## Provided text
··········

Deep learning and training

Artificial intelligence (AI) can no longer be avoided. The topic is widely and sometimes contentiously discussed. Large, generative data models are particularly causing a stir – say hello to ChatGPT! In an industrial context, the discussions are more factual, perhaps partly because we generally regard AI as a source of opportunity. For machine vision, the AI method of deep learning based on neural networks enables unprecedented detection rates. MVTec is a technology leader when it comes to developing deep learning algorithms. For example, it is launching two particularly interesting features in 2024: uncertainty estimation and continual learning.

Christian Eckstein, Product Manager & Business Developer at MVTec

Deep learning and machine vision have gone successfully hand in hand since 2012: The story began with AlexNet, an architecture based on a convolutional neural network. Today, deep learning has established itself as an integral part of machine vision although many aspects have changed since 2012. For example, the number of stakeholders and scientific publications has grown greatly, and the complexity of AI model architectures has increased enormously. A further trend is that datasets and the performance of hardware for training and inference are constantly increasing in size. Furthermore, new and powerful AI models such as ChatGPT are conquering the market.

Deep learning, on the other hand, is becoming increasingly popular in the field of industrial production and used in ever more applications. This is, in turn, increasing the need for qualified data scientists and well-trained deep learning experts. Furthermore, thanks to ever-faster hardware and specialized deep learning accelerators, the performance of the algorithms is reaching an unprecedented level – giving a huge boost to people’s confidence in the technology.

Overcoming challenges related to deep learning

Despite all the euphoria, in practice, there are still a number of challenges that need to be overcome when using deep learning. For example, training usually requires extremely large data volumes in the form of example images. Processing these involve large amounts of work and accordingly high costs, which small and medium-sized enterprises (SMEs) often struggle to afford. In particular, not enough images of defective objects, so-called “bad images”, are available due to their rarity in the case of already high production quality.

A further challenge is that deep learning tends to be very resource hungry. Conventional processors (CPUs), as often found in production systems, do not always have enough computing power, which makes in-the-field training with large datasets almost impossible.

New deep learning features provide assistance

MVTec is addressing these challenges with two newly developed technologies that will be available from 2024:

Firstly, the feature “uncertainty estimation” will help to reliably detect changes. Such changes can include lighting fluctuations, new defect types, production system wear, modified objects during inspections, or black swans.

Deep learning applications can only understand the world within the framework in which they have been trained. In the case of changes, the model continues to assess the images based on the known criteria. If, for example, a new type of error (for which no criteria have been trained) or a completely different object appears, the system faces challenges: It tries to allocate the modified conditions to a known category but fails as the criteria are unknown. This is where uncertainty estimation comes in: As a testing instance that complements classification, the technology uses a realistic estimation to validate the uncertainty of the decision.

··········

## Source material
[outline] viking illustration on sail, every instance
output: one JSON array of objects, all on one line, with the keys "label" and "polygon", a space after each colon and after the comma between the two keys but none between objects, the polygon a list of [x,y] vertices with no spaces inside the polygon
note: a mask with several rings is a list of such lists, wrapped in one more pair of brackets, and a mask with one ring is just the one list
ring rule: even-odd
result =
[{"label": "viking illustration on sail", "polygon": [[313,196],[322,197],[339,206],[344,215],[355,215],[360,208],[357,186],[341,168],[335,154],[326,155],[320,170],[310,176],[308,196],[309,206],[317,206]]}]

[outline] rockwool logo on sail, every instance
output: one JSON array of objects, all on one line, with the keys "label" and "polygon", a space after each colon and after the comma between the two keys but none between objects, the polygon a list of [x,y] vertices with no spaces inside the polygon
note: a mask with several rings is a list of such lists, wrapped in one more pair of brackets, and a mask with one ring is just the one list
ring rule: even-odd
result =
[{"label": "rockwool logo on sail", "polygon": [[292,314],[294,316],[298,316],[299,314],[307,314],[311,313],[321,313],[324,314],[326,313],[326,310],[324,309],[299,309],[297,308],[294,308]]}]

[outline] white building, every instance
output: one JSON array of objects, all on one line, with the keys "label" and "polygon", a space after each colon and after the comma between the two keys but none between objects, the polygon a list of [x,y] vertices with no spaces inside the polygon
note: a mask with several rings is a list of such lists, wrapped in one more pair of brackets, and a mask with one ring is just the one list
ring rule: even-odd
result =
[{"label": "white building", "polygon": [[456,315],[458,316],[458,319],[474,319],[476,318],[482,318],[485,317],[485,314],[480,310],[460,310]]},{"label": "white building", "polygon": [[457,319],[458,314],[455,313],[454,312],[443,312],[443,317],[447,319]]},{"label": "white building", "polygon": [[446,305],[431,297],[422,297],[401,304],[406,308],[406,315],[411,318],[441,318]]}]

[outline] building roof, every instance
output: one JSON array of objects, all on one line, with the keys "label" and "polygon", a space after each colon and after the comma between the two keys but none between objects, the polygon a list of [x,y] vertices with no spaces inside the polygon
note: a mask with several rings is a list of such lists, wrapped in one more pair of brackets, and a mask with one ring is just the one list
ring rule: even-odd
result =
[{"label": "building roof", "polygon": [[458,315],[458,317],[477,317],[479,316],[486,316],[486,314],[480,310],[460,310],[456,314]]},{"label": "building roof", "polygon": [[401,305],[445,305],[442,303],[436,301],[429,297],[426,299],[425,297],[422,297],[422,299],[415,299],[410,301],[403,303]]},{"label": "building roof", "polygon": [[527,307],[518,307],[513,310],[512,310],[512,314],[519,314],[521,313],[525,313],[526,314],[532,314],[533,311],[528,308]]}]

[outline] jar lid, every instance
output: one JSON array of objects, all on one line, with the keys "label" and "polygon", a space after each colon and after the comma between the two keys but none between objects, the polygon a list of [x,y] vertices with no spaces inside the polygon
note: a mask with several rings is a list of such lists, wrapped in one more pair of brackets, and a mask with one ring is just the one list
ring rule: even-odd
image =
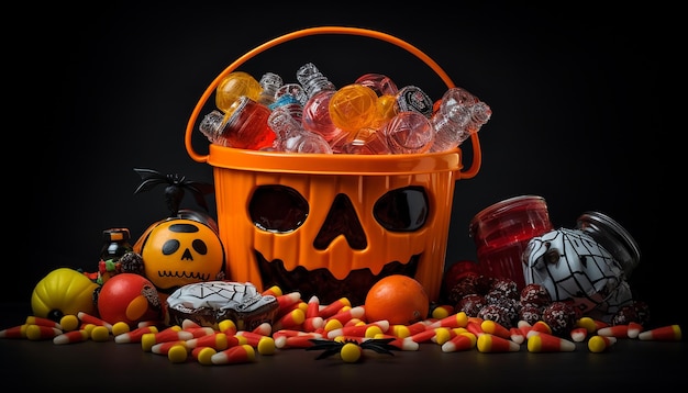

··········

Carry on the article about deep learning in machine vision from its last sentence.

Post-training can be required

A decisive factor in this regard is whether the new model lies within or outside the feature distribution of the underlying dataset. If the inspected image only differs from the training dataset slightly, uncertainty estimation marks it as “near distribution”. In practice, this can be indicated by a yellow light for example, to trigger a manual inspection. If, on the other hand, the object lies outside the feature distribution, it is classed as “out of distribution”, which can in turn be indicated by a red light. If such cases become more frequent, it is clear that the training dataset is no longer representative of the inspection task. In this case, post-training is required. However, such post-training is often both time and resource consuming. A GPU, which is not usually available on the applicable system, is normally required. To reduce the hardware requirements and the training time, post-training should be possible with just a few new images. This poses a challenge though as, similarly to humans, the system tends to overvalue new information. While the model successfully classifies the new cases, it neglects the old images, which can lead to errors.

To reduce the amount of work involved with post-training and ensure a robust detection rate, MVTec has developed its new feature “continual learning”. This can be used to posttrain an existing model with a small number of images.

The capacity of a conventional CPU suffices to do this, enabling training to occur on the system directly. Depending on the number of images and the available computing power, training can take just a few seconds. New images can be easily added to an existing or a new class. No in-depth machine vision expertise is required, so users can generally perform the post-training on the machine themselves. This enables companies to drastically reduce the post-training workload, speed up the process as a whole, and reduce costs.

New technologies boost confidence in deep learning

Deep learning is becoming ever more important for industrial value chains. For the technology to keep pace with growing requirements and remain a usable option for companies, it requires continual further development. MVTec is providing its two new features “uncertainty estimation” and “continual learning” to this end. These pave the way for reliably detecting and quickly responding to changes and new conditions directly on the shop floor. As such, the two technologies boost confidence in deep learning and therefore strengthen its use in the field of industrial production.